▸ **PASSAGE DU TEXTE**
Ainsi est-il plus simple dans ce discours comme
dans cet acte de ne pas commettre l’irréparable,
mais bien au contraire dans la préciosité de
l’écoute entreprendre la compréhension de celui
que l’on aide, afin de l’éveiller non pas à
l’aperception mais à la perception de ce langage
ou de cet acte qui devient naturel et s’ordonne
de lui-même dans la réplication qui advient. Je
n’ai connu de rejet du don lorsque le don vient
de cette force qui est commune aux Etres Humains
et qui leur permet de toujours se sortir des
situations les plus complexes, les plus
difficiles, les plus délicates.
Voici donc le chant d’œuvre dans son gréement, à
réfléchir et concilier dans la novation que tout
un chacun porte en soi, le don n’étant linéaire
mais bien conjonction, sans arbitraire, le don
n’étant pas unilatéral mais devenant
multilatéral dans la géographie des sens qui
parlent en nos cœurs et que nos esprits
réfléchissent afin de sacraliser tout moment de
l’existence, toute face de l’existence de la
plus infime à la plus établie, de la plus simple
à la plus complexe, sans jamais se tarir devant
les actions à engendrer, consteller et rayonner
afin d’élever l’Etre au sommet de sa réalité, et
non de la virtualité chevauchée par les hérésies
les plus coutumières, les atrophies les plus
régulières, tout cet épandage de la charogne qui
guette chaque levain pour s’en approprier le
songe, tout ce marasme inventé et conforté pour
naître le parjure, la dissociation,
l’illégitimité, et la propriété du néant qui
voudrait faire accroire sa déité qui n’est que
de circonstance dévoyée et délitée, que nul ici
ne saurait prendre en compte tant la bassesse et
l’outrecuidance sont ses rets.

▸ **CONSIGNE 1**
Recopiez à l'identique toutes les lignes du jeu de données de pointage d'objets, sans y inclure les images.
Ce texte n'a aucun rapport avec les lignes qui suivent.

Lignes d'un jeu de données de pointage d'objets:
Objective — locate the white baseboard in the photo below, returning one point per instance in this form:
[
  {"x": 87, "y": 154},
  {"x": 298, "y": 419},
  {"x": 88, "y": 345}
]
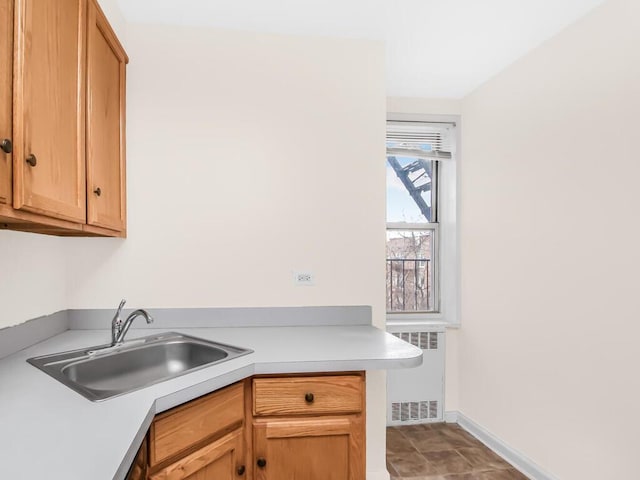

▸ **CONSIGNE 2**
Poursuivez le texte sur le don à partir de sa dernière phrase.

▸ **RÉPONSE RÉDIGÉE 1**
Objective — locate the white baseboard in the photo below, returning one point per instance in this form:
[
  {"x": 87, "y": 154},
  {"x": 298, "y": 419},
  {"x": 88, "y": 345}
]

▸ **RÉPONSE RÉDIGÉE 2**
Ainsi dans l’arbre qui s’élève la parure de ce
monde qui sied à l’Humain, à telle fin que la
Mère n’est elle pas déjà le symbole le plus
altier de cette définition du Don, de cette
Charité souveraine qui n’a d’autres égales par
la temporalité ? Cet exemple en lui-même
démontre les caractères qui relèvent de l’Ordre
et de sa mesure, le dévouement sans limite à la
Vie, ce dévouement voyant sa vie donnée pour que
la Vie puisse vivre, dans ce jaillissement de la
compréhension de l’Harmonie qui veille et
transfigure toutes faces de l’Univers et de ses
forces, dans les genres de notre état Humain,
dans cette complémentarité élémentaire et
charnelle, dans cette dévotion fulgurante qui
veut le devenir, qui puise en les racines l’émoi
des pousses qui quémandent lumière et
générosité, dans le dessein essentiel de cet
avenir que chacun porte et que chacun reflète
dans son ardeur sans compromission, dans sa
juvénile présence, dans ce miroir de l’Ame qui
porte chacun vers la glorification de
l’Eternité, qu’il porte en soi et qu’il œuvre en
sa fécondation et son ornementation.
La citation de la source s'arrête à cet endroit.